**PROVIDED TEXT:**
-*-*-

At the outset, it must be admitted that the form of the indictment differs materially from the simple and effective form found in 7 Texas Practice, Willson's Criminal Forms Ann., § 6.31 (W. Morrison & T. Blackwell 8th ed. 1977),[2] but this fact, standing alone, does not conclude our consideration of the question presented. The instant indictment leaves much to be desired, especially when contrasted with the exemplary language found in Morrison & Blackwell, supra, but it is not fundamentally defective.

Appellant argues that the State has broadened the statutory definition of the offense "to include any touching of the `surface of the mouth' and the mouth of another person, a definition not contemplated by the drafters of Penal Code Section 21.10." Further, it is contended that under the indictment proof of "nothing more than a lascivious French kiss" would suffice to support a conviction. We find the argument to be specious and lacking in merit.

Under the statute (Penal Code § 21.01), the deviate sexual intercourse may be had in contact of the genitals with either the mouth or the anus. The State, in the case at bar, used the word "oral" to confine its charge to contact with the mouth of the child. The use of the word "oral" in connection with a charge of sodomy is not uncommon, even by this Court. For instance, in Hohn v. State, 538 S.W.2d 619 (Tex.Cr.App.1976), the appellant was indicted for the offense of sexual abuse of a child; yet, throughout the opinion, this Courtand properly sospoke of "oral sodomy" as being the gravamen of the charge.

In Pruett v. State, 463 S.W.2d 191 (Tex. Cr.App.1970), this Court made an in depth survey of the validity of Art. 524 of the prior penal code, including the history of the earlier statutes, and synthesized the holdings of the Court on the sodomy statute between 1860 and 1943, concluding that prior to the 1943 statutory amendment "copulation in the mouth or using the mouth on the person of another was not sodomy." (463 S.W.2d at 196)

The Court then turned to a consideration of the holding in Furstonburg v. State, 148 Tex.Cr.R. 638, 190 S.W.2d 362, 363 (1945), rejecting a contention such as is advanced here.[3] The Court pointedly noted that appellant was charged "with an unnatural connection with a young girl through the utilization of her mouth" and was, thus, guilty of violation of the amended statute.

There were two means by which the offense charged could have been committed, depending upon the body cavity invaded per os or per anus. And, it has long been the established rule in this state that "the indictment should set out the particular offense charged with such certainty as that a presumptively innocent man seeking to know what he must meet may ascertain fully therefrom the matters charged against him." Hardin v. State, 85 Tex. Cr.R. 220, 211 S.W. 233, 236, 4 A.L.R. 1308 (1919). See also Hill v. State, 544 S.W.2d 411, 413 (Tex.Cr.App.1976); Seiffert v. State, 501 S.W.2d 124, 126 (Tex.Cr.App. 1973).

-*-*-

**PROBLEM SET:**
a. Repeat the court opinion word for word, from "In Pruett v." up to and including "the amended statute.".
b. In the court opinion, what word did the State use to confine its charge to contact with the child's mouth?

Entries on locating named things
-*-*-

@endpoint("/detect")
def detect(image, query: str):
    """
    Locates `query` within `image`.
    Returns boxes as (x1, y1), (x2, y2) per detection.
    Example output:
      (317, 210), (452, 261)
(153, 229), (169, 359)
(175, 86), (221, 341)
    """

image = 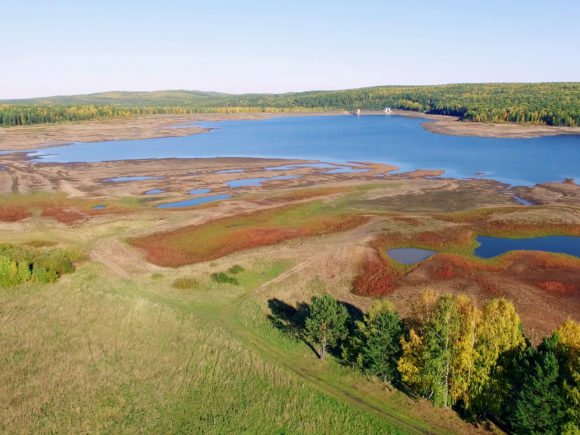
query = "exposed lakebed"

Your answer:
(387, 248), (437, 264)
(387, 236), (580, 265)
(155, 193), (232, 208)
(475, 236), (580, 258)
(14, 115), (580, 185)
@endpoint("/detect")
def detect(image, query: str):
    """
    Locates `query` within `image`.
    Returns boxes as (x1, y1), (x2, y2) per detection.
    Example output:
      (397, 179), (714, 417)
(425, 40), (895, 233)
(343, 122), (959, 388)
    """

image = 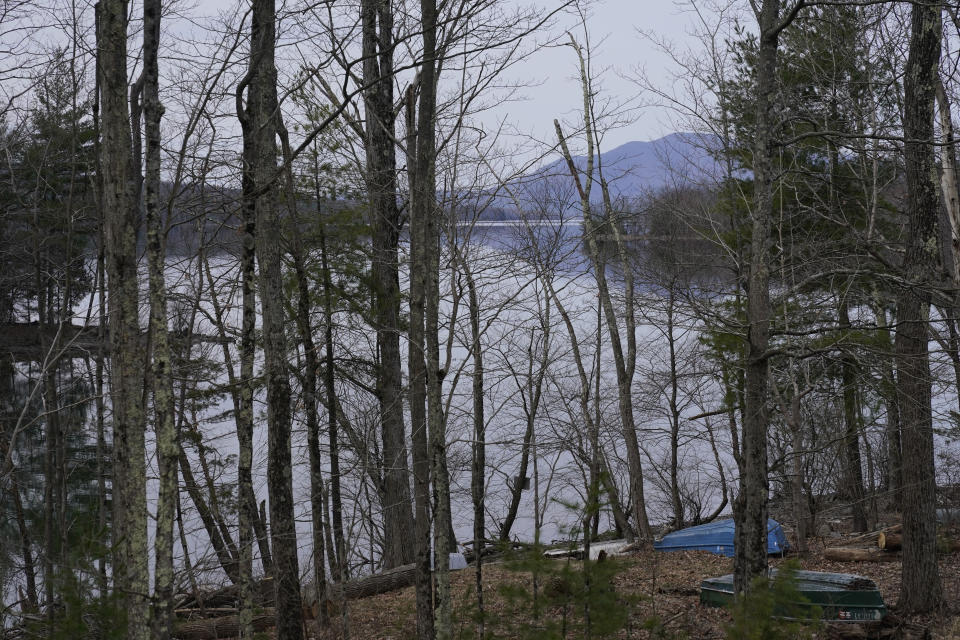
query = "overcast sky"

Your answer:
(491, 0), (708, 150)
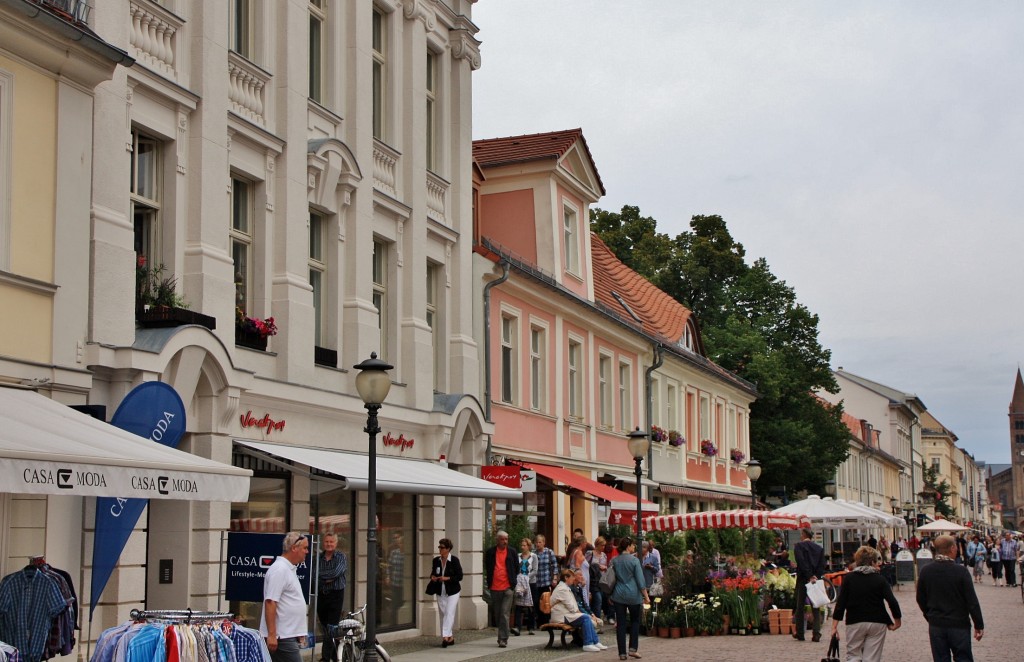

-*-*-

**CORRECT ANSWERS:**
a.
In Pruett v. State, 463 S.W.2d 191 (Tex. Cr.App.1970), this Court made an in depth survey of the validity of Art. 524 of the prior penal code, including the history of the earlier statutes, and synthesized the holdings of the Court on the sodomy statute between 1860 and 1943, concluding that prior to the 1943 statutory amendment "copulation in the mouth or using the mouth on the person of another was not sodomy." (463 S.W.2d at 196)

The Court then turned to a consideration of the holding in Furstonburg v. State, 148 Tex.Cr.R. 638, 190 S.W.2d 362, 363 (1945), rejecting a contention such as is advanced here.[3] The Court pointedly noted that appellant was charged "with an unnatural connection with a young girl through the utilization of her mouth" and was, thus, guilty of violation of the amended statute.

b. "Oral"